[Okuma metni]
□ □ □ □

Kaçmak Çözüm Değildir: Teslimiyetin Sessiz Yükü

20 Haziran 2025 Saat: 15:35
Kaçmak Çözüm Değildir: Teslimiyetin Sessiz Yükü
Uzman Klinik Psikolog Aslı Kanizi konu hakkında bilgiler verdi.
Her insanın iç dünyasında çatışmalar, kırılmalar ve çözülmemiş yaralar vardır. Ancak herkes bu içsel düğümlerle aynı şekilde başa çıkmaz. Bazıları yüzleşir, bazıları bastırır; bazıları ise sessizce boyun eğer. İşte bu yazı, kaçınarak yaşayan, sessizce teslim olan ve çoğu zaman “uyumlu” görünen ama içten içe tükenen insanların hikâyesine dairdir.
Teslimiyet mi, Savunma mı ?

□ □ □ □

[Verilen kayıtlar]
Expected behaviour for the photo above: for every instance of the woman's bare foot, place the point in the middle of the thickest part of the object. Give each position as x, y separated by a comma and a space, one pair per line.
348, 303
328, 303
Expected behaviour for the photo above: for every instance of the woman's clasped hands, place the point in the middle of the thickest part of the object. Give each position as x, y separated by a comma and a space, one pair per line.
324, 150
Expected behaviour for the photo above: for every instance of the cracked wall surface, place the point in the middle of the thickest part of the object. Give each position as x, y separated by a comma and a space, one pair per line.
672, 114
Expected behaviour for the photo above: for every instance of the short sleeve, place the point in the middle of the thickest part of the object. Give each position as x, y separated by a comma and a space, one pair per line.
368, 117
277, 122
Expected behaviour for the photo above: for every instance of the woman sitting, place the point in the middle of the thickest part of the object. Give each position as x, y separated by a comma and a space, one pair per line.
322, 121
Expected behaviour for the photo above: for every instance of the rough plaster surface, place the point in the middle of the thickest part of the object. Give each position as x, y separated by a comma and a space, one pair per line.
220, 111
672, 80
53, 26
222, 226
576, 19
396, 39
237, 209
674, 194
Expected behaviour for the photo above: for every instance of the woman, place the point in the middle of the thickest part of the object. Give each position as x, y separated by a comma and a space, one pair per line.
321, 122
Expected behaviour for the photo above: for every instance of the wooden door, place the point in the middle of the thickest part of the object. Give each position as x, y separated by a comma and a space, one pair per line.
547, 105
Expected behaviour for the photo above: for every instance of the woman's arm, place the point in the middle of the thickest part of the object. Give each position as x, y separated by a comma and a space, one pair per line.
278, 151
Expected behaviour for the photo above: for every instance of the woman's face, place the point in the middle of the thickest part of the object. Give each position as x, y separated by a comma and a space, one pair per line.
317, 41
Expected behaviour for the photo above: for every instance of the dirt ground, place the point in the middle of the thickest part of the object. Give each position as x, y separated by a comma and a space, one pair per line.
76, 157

□ □ □ □

Teslimiyet konulu metinde insanların içsel düğümlerle başa çıkma biçimleri olarak sayılan davranışların tamamını listeleyin.

Yüzleşir, bastırır, sessizce boyun eğer.